Material for this exercise:
::::::::::
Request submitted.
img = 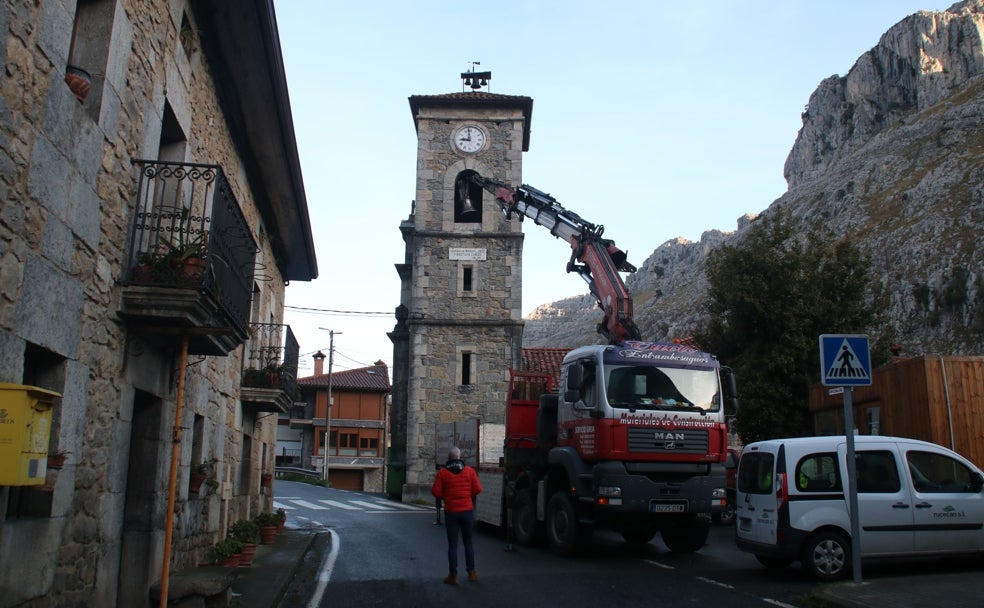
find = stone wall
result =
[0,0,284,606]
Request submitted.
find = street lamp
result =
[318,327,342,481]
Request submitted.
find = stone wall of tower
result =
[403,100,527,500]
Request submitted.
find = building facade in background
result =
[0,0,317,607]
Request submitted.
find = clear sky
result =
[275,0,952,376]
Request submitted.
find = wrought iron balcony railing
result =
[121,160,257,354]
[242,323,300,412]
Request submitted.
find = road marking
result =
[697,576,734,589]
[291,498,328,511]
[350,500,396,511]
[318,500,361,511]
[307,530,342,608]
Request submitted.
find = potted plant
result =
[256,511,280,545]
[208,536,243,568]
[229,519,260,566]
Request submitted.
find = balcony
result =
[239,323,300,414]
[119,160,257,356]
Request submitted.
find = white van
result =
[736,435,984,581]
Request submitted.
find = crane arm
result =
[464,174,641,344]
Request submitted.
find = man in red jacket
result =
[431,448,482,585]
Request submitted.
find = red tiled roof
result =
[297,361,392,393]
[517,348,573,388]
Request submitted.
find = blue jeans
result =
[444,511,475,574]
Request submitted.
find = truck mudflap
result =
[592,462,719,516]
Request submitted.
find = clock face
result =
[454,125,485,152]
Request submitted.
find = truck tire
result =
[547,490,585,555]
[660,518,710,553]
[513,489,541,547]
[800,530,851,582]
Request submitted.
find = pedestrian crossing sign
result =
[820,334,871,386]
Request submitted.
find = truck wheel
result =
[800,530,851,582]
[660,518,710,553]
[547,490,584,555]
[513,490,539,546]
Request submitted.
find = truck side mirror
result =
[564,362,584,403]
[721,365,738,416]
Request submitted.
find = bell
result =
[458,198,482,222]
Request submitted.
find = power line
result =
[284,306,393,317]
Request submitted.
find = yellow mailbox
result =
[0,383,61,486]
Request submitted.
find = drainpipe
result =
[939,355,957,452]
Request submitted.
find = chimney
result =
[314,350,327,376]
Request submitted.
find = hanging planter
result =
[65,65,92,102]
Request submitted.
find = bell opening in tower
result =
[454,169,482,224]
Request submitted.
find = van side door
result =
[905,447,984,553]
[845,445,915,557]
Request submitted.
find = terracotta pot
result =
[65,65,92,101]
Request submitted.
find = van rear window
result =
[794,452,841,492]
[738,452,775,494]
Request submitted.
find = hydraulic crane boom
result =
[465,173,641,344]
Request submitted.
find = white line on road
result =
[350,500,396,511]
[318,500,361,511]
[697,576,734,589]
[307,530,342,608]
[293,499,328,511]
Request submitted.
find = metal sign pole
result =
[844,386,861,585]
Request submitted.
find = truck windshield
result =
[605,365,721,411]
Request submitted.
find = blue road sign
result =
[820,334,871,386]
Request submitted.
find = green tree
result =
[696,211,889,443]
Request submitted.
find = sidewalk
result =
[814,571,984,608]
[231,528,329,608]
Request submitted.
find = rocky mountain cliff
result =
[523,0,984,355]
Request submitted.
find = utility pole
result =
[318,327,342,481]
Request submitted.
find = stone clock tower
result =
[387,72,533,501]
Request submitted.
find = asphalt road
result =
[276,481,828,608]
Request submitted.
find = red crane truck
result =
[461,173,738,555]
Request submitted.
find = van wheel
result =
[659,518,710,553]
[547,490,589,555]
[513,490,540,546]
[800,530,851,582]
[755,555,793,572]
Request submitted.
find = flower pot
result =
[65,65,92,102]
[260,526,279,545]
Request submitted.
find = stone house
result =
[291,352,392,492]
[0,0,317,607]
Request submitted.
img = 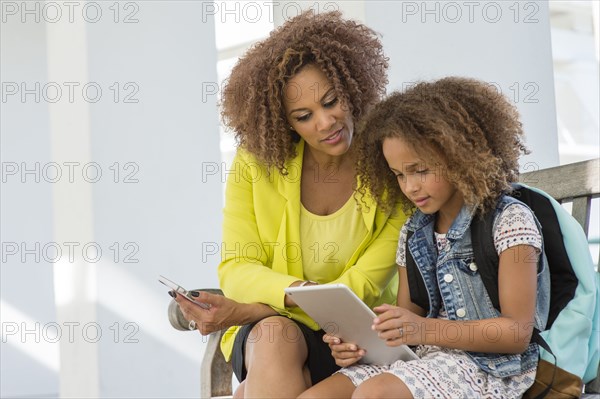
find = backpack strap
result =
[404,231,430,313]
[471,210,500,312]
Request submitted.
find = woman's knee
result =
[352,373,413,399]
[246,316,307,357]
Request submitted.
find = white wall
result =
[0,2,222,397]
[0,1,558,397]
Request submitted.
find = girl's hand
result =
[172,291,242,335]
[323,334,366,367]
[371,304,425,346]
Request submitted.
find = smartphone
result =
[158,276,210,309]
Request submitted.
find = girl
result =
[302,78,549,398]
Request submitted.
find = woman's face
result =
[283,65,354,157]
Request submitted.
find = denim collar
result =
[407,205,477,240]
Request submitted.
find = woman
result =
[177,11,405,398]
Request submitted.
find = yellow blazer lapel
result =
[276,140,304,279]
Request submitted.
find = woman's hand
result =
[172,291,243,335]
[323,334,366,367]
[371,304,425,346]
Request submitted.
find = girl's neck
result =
::::::::::
Instruction: Gather every line in the data above that contains the word "road".

Completed exercise:
find = road marking
find = white line on road
find = blue road sign
find = asphalt road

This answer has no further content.